=== Provided text ===
((

# [SOLVED] PC starts up but no display !!!



## Firebirdz (May 5, 2012)

Hello guys, i really hope you can help me as i am at the ultimate point of desperation:banghead:.

My dad had this desktop computer he used once a week, after a while it stopped working. 

The fans would startup, you could hear the dvd drive turn, the HD spin, yet i would not get anything displayed on my screen. I have done almost everything i could have thought of to try and fix this computer, WHAT COULD BE WRONG? 

Here's what i have done up till now: 


Changed the CMOS battery
Took the parts out of the case and made a little test set-up out of the case (on cardboard) you can see the link underneath for test results.
Changed the PSU, RAM, PSU, Motherboard, Screen
*This is the original setup:*
Geil 2GB x2 GW22GB6400UDC
Antec 500 Watt Model EA-500D
Asus Commando P965
ATI R4350
(HD642JJ Harddisk) (Antec Sonata 3 Case) (DVD drive)
E6600 + OCZ Vindicator PASSIVE cooling
LCD screen

*New items bought or Extra test items:*
MSI P41T-C31
Sweex 600WATT PS060
Ati radeon X600
Ati radeon X2600XT
Transcend 1gb DDR2667
E8400 Intel C2D + Boxed
CRT screen

Testing was almost all the time done without Keyboard, Mouse, DVD or HD connected. (So just the screen connected and needed CPU, PSU wires). One thing however that i found weird, was that, as last desperate test i ran the setup without FAN, and the CPU's did not even get warm ?

))

Please copy out the forum post above about the PC that powers on but shows no display, word for word and in full.

=== Collected data ===
((

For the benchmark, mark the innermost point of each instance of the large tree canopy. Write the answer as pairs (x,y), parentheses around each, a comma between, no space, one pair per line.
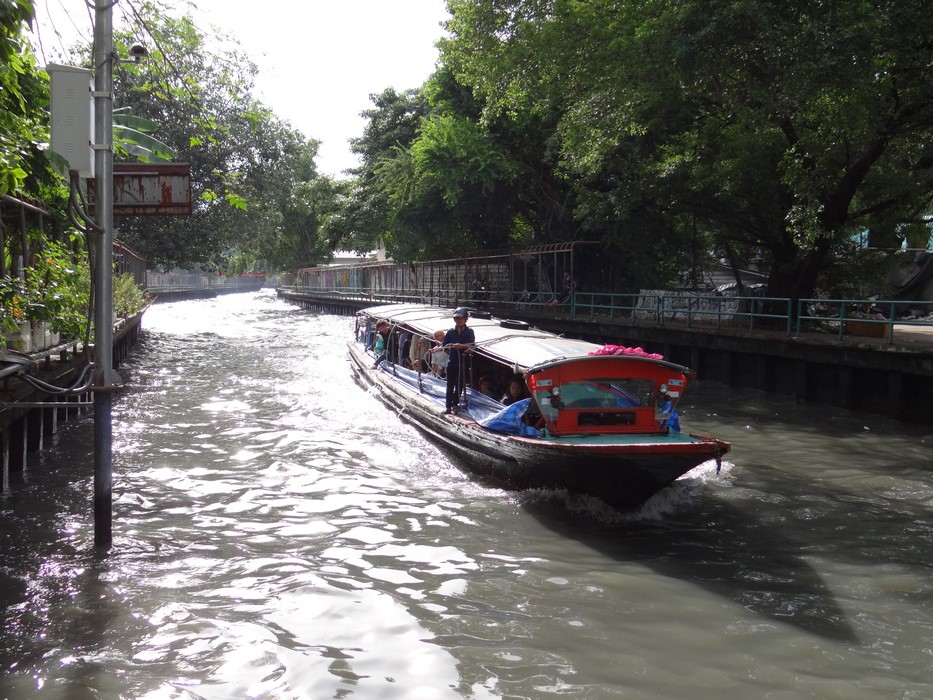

))

=== Output for this task ===
# [SOLVED] PC starts up but no display !!!



## Firebirdz (May 5, 2012)

Hello guys, i really hope you can help me as i am at the ultimate point of desperation:banghead:.

My dad had this desktop computer he used once a week, after a while it stopped working. 

The fans would startup, you could hear the dvd drive turn, the HD spin, yet i would not get anything displayed on my screen. I have done almost everything i could have thought of to try and fix this computer, WHAT COULD BE WRONG? 

Here's what i have done up till now: 


Changed the CMOS battery
Took the parts out of the case and made a little test set-up out of the case (on cardboard) you can see the link underneath for test results.
Changed the PSU, RAM, PSU, Motherboard, Screen
*This is the original setup:*
Geil 2GB x2 GW22GB6400UDC
Antec 500 Watt Model EA-500D
Asus Commando P965
ATI R4350
(HD642JJ Harddisk) (Antec Sonata 3 Case) (DVD drive)
E6600 + OCZ Vindicator PASSIVE cooling
LCD screen

*New items bought or Extra test items:*
MSI P41T-C31
Sweex 600WATT PS060
Ati radeon X600
Ati radeon X2600XT
Transcend 1gb DDR2667
E8400 Intel C2D + Boxed
CRT screen

Testing was almost all the time done without Keyboard, Mouse, DVD or HD connected. (So just the screen connected and needed CPU, PSU wires). One thing however that i found weird, was that, as last desperate test i ran the setup without FAN, and the CPU's did not even get warm ?